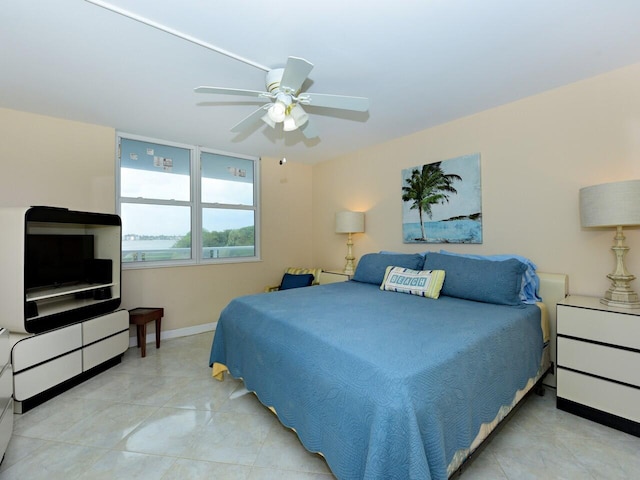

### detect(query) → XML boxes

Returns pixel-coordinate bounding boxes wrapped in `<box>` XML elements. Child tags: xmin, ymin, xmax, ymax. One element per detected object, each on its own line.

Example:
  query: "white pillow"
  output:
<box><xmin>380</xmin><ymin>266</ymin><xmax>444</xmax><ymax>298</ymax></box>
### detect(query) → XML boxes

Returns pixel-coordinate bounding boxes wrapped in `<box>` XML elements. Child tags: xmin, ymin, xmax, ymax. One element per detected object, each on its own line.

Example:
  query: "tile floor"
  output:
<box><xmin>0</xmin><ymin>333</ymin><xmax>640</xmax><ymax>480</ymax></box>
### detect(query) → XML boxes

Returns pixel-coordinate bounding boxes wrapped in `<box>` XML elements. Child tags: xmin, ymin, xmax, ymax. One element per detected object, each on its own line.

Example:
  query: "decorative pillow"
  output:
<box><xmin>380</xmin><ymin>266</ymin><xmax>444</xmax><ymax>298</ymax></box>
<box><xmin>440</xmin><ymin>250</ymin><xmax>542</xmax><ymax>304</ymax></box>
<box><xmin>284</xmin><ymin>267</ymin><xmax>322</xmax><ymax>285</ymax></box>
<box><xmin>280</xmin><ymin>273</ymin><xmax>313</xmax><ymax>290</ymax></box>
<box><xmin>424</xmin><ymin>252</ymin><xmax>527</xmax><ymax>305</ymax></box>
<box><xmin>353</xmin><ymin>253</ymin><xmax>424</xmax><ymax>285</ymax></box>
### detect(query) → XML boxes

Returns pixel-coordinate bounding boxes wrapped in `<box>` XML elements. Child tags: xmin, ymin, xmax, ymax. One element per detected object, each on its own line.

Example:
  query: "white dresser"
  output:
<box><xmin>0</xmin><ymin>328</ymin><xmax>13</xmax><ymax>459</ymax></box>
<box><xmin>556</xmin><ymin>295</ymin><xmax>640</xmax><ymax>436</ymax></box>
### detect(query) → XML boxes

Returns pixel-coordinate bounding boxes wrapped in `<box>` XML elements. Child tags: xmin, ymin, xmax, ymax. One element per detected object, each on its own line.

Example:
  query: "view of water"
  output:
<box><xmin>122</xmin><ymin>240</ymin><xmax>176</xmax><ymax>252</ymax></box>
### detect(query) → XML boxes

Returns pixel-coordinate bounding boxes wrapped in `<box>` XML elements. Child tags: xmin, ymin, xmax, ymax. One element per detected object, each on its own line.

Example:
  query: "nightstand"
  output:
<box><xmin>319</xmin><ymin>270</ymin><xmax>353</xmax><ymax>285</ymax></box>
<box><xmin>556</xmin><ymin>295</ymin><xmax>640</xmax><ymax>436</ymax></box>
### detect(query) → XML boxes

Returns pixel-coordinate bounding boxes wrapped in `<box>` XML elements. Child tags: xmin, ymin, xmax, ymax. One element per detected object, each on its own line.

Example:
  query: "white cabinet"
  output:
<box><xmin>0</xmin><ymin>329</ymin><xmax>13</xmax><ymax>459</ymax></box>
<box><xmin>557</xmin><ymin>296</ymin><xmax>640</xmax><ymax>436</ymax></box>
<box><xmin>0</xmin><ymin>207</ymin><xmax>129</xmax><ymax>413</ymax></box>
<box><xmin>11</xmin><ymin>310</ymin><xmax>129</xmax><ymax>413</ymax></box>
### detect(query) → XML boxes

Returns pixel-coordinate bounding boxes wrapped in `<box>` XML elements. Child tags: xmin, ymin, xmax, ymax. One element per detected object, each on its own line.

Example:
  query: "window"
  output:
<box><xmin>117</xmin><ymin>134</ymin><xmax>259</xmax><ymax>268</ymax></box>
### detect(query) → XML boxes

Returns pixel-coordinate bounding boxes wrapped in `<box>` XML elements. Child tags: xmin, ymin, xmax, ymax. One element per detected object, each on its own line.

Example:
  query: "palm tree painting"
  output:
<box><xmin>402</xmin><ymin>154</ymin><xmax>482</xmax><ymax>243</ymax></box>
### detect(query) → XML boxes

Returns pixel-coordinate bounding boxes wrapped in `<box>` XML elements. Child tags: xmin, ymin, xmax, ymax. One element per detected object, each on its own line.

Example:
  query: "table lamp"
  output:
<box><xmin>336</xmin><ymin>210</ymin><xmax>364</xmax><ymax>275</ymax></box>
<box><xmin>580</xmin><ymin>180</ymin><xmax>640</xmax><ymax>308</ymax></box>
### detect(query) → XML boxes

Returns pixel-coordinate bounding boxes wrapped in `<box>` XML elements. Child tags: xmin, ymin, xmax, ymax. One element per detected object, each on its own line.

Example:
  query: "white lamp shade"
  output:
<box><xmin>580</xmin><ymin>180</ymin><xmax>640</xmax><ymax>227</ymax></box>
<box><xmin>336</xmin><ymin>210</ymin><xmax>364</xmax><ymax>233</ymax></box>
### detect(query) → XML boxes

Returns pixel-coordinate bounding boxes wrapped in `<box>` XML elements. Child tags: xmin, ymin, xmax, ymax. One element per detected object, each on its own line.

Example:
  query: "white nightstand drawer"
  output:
# # #
**SHORT PROBLEM**.
How many lines in the records contain the word "white"? Match case exactly, and reply with only the number.

**RESULT**.
5